Problem A =
According to the article on the attorney-client relationship, what is the first step toward a good relationship with a lawyer?
Problem B =
Go on with the article on improving the attorney-client relationship, picking up after its last sentence.

Text shown =
========================================

Five ways to improve the attorney-client relationship

Few people are enthusiastic about engaging the services of a lawyer.

October 29, 2012

By Jody Doyle (Partner, Dommisse Attorneys)

Few people are enthusiastic about engaging the services of a lawyer. As an entrepreneur, you’re almost certainly more interested in growing the business than in meeting with your attorneys – but getting from idea to reality invariably requires the involvement of a lawyer at some point or another, so it makes sense to get the most you can out of your lawyer. In fact, if you manage it properly, the attorney-client relationship can be one of the most useful and rewarding business relationships you have.

“A good relationship always starts with choosing the right person, but once you’ve narrowed the list to a couple of candidates and chosen the best fit, there are five key things you need to remember to ensure the relationship works for you”, says Jody Doyle, Partner, Dommisse Attorneys.

1. Know what you want
You’ll get more value from a consultation if you’ve spent some time beforehand thinking about exactly what you need, and why. “Draw up X legal document” will get you the document and nothing more – if you can explain the background and articulate the problems you’re trying to solve or avoid, you give your attorney more space to come up with a creative, appropriate solution. Giving a good brief is the first step towards a good relationship.

========================================

Listed entries =
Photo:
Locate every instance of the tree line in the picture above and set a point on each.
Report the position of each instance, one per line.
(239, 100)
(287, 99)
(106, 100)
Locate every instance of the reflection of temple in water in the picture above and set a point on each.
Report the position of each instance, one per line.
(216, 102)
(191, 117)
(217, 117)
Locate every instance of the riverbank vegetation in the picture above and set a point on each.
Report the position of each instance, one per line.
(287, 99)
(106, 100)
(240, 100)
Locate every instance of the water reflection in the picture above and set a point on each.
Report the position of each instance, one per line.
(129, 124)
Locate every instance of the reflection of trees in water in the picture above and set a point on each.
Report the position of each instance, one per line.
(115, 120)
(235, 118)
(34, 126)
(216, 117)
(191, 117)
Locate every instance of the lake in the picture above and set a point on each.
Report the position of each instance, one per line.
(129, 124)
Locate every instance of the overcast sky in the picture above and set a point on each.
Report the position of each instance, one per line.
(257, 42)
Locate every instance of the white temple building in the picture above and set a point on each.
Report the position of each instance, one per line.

========================================

Answer A =
Giving a good brief is the first step toward a good relationship.

Answer B =
2. Respect expertise
Once you’ve made your choice of attorney, trust their judgement and give them some room to work for you. Professionals who are constantly being second-guessed or micromanaged by their clients – whether they’re doctors, lawyers, accountants, architects or even software engineers – quickly lose the incentive to deliver their best work. If you’re genuinely unhappy with the results you’re getting, give detailed feedback fast – and consider hiring a new lawyer.

From the attorney’s side, this means respecting professional boundaries as well. A good patent attorney may know little about tax or contracts; and certainly a lawyer is not an accountant, business coach, therapist or banker. Your attorney should be frank enough to let you know when your needs require the advice of an expert in a different field.

3. Don’t hold anything back
In the hit TV medical series House, the brilliant but troubled diagnostician at the centre of the story has a favourite saying: “All patients lie.” It’s invariably the one detail the patient was too embarrassed to mention that turns out to be the key to solving their baffling medical problem.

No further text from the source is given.